══ DATA PROVIDED

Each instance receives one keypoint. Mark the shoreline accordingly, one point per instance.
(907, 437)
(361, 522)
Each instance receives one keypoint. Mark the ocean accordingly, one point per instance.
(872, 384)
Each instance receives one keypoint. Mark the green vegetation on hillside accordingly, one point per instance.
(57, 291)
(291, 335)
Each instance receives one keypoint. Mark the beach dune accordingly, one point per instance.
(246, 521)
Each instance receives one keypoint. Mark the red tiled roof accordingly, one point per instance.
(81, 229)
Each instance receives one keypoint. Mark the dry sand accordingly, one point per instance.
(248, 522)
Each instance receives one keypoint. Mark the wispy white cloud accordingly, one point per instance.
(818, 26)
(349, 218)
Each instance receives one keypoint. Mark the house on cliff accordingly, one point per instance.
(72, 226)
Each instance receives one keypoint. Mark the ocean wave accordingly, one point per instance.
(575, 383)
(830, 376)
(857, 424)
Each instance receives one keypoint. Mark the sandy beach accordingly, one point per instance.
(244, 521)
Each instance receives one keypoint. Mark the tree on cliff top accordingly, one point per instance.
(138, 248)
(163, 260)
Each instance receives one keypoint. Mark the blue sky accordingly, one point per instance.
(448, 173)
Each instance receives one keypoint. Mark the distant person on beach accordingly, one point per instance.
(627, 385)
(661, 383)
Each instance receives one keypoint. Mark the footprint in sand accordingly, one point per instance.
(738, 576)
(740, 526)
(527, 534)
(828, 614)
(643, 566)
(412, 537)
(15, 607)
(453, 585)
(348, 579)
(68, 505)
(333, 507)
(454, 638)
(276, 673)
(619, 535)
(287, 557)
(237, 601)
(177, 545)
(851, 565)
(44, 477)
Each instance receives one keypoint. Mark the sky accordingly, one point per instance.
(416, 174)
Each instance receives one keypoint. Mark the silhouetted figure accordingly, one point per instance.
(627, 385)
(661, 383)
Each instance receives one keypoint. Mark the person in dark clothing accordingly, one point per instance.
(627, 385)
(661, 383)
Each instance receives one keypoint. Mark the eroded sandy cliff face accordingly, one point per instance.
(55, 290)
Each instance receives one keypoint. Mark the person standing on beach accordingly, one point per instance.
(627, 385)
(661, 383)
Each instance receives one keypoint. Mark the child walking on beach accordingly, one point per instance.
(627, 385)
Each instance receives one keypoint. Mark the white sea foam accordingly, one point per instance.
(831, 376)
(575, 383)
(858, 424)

════

INSTRUCTIONS TO FOLLOW ▸ Copy out every record above word for word, keeping the original order.

EXERCISE ANSWER ▸
Each instance receives one keypoint. Mark the shoreline accordingly, one point per instance.
(907, 437)
(361, 522)
Each instance receives one keypoint. Mark the ocean accordingly, one point per instance.
(872, 384)
Each instance receives one keypoint. Mark the green vegetation on hillside accordingly, one point per instance.
(57, 291)
(291, 335)
Each instance receives one keypoint. Mark the beach dune accordingly, one point per instance.
(246, 521)
Each instance receives one keypoint. Mark the red tiled roof accordingly, one point per instance.
(81, 229)
Each instance receives one keypoint. Mark the dry sand accordingly, one point per instance.
(248, 522)
Each instance receives one keypoint. Mark the wispy white cloud accordingly, one point per instance.
(818, 26)
(349, 218)
Each instance receives one keypoint. Mark the house on cliff accordingly, one point per instance.
(72, 226)
Each instance receives one keypoint. Mark the ocean wave accordingly, one point per instance.
(575, 383)
(830, 376)
(857, 424)
Each instance receives one keypoint. Mark the sandy beach accordingly, one point per instance.
(244, 521)
Each instance receives one keypoint. Mark the tree on cliff top accordingly, one point per instance.
(138, 248)
(163, 260)
Each instance receives one keypoint. Mark the blue sky accordingly, one point per instance.
(448, 173)
Each instance receives one keypoint. Mark the distant person on beach accordingly, one point per instance.
(627, 385)
(661, 383)
Each instance receives one keypoint. Mark the footprint in sand accordingly, one point per instance.
(738, 576)
(740, 526)
(527, 534)
(828, 614)
(643, 566)
(412, 537)
(15, 607)
(453, 585)
(348, 579)
(68, 505)
(333, 507)
(454, 638)
(276, 673)
(619, 535)
(287, 557)
(237, 601)
(177, 545)
(851, 565)
(44, 477)
Each instance receives one keypoint. Mark the sky accordingly, one point per instance.
(416, 174)
Each instance receives one keypoint. Mark the silhouetted figure accordingly, one point per instance.
(627, 385)
(661, 383)
Each instance receives one keypoint. Mark the person in dark clothing accordingly, one point per instance.
(627, 385)
(661, 383)
Each instance receives one keypoint. Mark the eroded sandy cliff face accordingly, one point per instance.
(55, 290)
Each instance receives one keypoint. Mark the person standing on beach accordingly, one point per instance.
(627, 385)
(661, 383)
Each instance receives one keypoint. Mark the child walking on beach accordingly, one point per instance.
(627, 385)
Each instance receives one keypoint. Mark the white sea foam accordingly, one point per instance.
(831, 376)
(575, 383)
(858, 424)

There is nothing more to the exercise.